What is being asked — Reproduce each of the following records word for word, keeping every line unchanged.

Records supplied —
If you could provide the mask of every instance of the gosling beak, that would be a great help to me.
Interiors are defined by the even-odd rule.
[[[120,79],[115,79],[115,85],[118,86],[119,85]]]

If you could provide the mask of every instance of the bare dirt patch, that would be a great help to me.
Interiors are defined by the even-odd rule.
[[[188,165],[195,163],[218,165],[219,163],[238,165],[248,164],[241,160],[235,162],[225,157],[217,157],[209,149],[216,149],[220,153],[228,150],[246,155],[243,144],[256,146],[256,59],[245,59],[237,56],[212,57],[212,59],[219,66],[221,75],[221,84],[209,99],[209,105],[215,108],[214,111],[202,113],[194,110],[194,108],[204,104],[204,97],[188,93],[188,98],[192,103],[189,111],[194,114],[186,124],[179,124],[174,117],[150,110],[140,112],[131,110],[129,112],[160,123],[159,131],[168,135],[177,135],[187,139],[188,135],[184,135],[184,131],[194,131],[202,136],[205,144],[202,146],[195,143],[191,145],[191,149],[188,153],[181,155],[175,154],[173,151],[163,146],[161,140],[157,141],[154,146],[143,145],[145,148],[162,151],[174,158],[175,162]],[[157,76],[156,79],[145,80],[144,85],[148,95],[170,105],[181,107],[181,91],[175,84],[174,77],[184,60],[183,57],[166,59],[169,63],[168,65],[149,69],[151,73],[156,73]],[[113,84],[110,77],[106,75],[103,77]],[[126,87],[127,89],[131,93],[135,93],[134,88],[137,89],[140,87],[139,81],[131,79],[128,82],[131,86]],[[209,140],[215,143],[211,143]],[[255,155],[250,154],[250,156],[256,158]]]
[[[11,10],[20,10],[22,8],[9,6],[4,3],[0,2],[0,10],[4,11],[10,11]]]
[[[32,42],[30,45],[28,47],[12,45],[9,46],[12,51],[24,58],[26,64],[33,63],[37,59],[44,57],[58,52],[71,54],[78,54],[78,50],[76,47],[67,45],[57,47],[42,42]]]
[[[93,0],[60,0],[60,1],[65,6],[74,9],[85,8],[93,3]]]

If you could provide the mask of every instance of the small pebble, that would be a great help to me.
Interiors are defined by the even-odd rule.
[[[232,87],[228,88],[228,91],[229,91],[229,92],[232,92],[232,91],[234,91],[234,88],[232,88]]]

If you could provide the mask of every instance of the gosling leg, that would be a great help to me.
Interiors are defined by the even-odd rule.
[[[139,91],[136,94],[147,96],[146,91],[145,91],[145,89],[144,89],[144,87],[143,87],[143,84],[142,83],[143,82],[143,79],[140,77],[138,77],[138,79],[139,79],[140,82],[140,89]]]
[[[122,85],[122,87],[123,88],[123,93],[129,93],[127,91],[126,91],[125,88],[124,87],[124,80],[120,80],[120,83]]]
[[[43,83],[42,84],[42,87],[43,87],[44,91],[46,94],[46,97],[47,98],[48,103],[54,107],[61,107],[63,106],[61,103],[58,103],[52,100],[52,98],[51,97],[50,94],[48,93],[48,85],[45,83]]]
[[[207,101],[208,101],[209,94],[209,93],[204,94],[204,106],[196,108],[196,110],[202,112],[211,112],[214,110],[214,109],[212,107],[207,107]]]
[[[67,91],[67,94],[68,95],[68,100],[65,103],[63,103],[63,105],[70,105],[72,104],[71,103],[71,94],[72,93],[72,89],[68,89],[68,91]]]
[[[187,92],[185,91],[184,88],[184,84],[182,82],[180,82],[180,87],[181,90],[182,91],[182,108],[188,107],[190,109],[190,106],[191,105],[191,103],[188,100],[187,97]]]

Full response —
If you could provide the mask of every instance of the gosling beak, that would be a great help to me.
Interiors are defined by the even-odd rule.
[[[120,79],[115,79],[115,85],[118,86],[119,85]]]

If you could provide the mask of every instance of the bare dirt patch, that would be a great help to me.
Interiors are defined by the even-odd rule.
[[[188,165],[195,163],[218,165],[219,163],[238,165],[248,164],[241,160],[235,162],[225,157],[217,157],[209,149],[216,149],[220,153],[228,150],[246,155],[243,144],[256,146],[256,59],[245,59],[237,56],[212,57],[212,59],[219,66],[221,75],[221,84],[209,99],[209,105],[215,108],[214,111],[202,113],[194,110],[194,108],[204,104],[204,97],[188,93],[188,98],[192,103],[189,111],[194,114],[186,124],[179,124],[174,117],[150,110],[140,112],[131,110],[129,112],[160,123],[159,131],[168,135],[177,135],[187,139],[188,135],[184,135],[184,131],[194,131],[202,136],[205,144],[202,146],[195,143],[191,145],[191,149],[188,153],[181,155],[175,154],[173,151],[163,146],[161,140],[157,141],[154,146],[143,145],[145,148],[162,151],[174,158],[175,162]],[[157,76],[156,79],[145,80],[144,85],[148,95],[170,105],[181,107],[181,91],[175,84],[174,77],[184,60],[183,57],[166,59],[169,63],[168,65],[149,69],[151,73],[156,73]],[[113,84],[110,77],[106,75],[103,77]],[[126,87],[127,89],[131,93],[135,93],[134,88],[137,89],[140,87],[139,81],[131,79],[128,82],[131,86]],[[209,140],[215,143],[211,143]],[[255,155],[250,154],[250,156],[256,158]]]
[[[11,10],[20,10],[22,8],[9,6],[4,3],[0,2],[0,10],[4,11],[10,11]]]
[[[32,42],[30,45],[28,47],[12,45],[9,46],[12,51],[24,58],[26,64],[33,63],[37,59],[44,57],[58,52],[71,54],[78,54],[78,50],[76,47],[67,45],[57,47],[42,42]]]
[[[93,0],[60,0],[60,1],[65,6],[74,9],[85,8],[93,3]]]

If you could provide the mask of every instance of the small pebble, that would be a great help to me.
Interiors are defined by the even-odd rule.
[[[232,87],[228,88],[228,91],[229,91],[229,92],[232,92],[232,91],[234,91],[234,88],[232,88]]]

If you could provide the mask of every instance of the gosling leg, that would be a great help to me.
Interiors are defined by the even-odd rule.
[[[139,91],[136,94],[147,96],[146,91],[145,91],[145,89],[144,89],[144,87],[143,87],[143,84],[142,83],[143,82],[143,79],[140,77],[138,77],[138,79],[139,79],[140,82],[140,89]]]
[[[122,85],[122,87],[123,88],[123,93],[129,93],[127,91],[126,91],[125,88],[124,87],[124,80],[120,80],[120,83]]]
[[[43,83],[42,84],[42,87],[43,87],[44,91],[46,94],[46,97],[47,98],[48,103],[54,107],[61,107],[63,106],[61,103],[58,103],[52,100],[52,98],[51,97],[50,94],[48,93],[48,85],[45,83]]]
[[[207,101],[208,101],[209,94],[209,93],[204,94],[204,106],[196,108],[196,110],[202,112],[211,112],[214,110],[214,109],[212,107],[207,107]]]
[[[67,91],[67,94],[68,95],[68,100],[65,103],[63,103],[63,105],[70,105],[72,104],[71,103],[71,94],[72,93],[72,89],[68,89],[68,91]]]
[[[187,92],[185,91],[184,88],[184,84],[182,82],[180,82],[180,87],[181,90],[182,91],[182,108],[188,107],[190,109],[190,106],[191,105],[191,103],[188,100],[187,97]]]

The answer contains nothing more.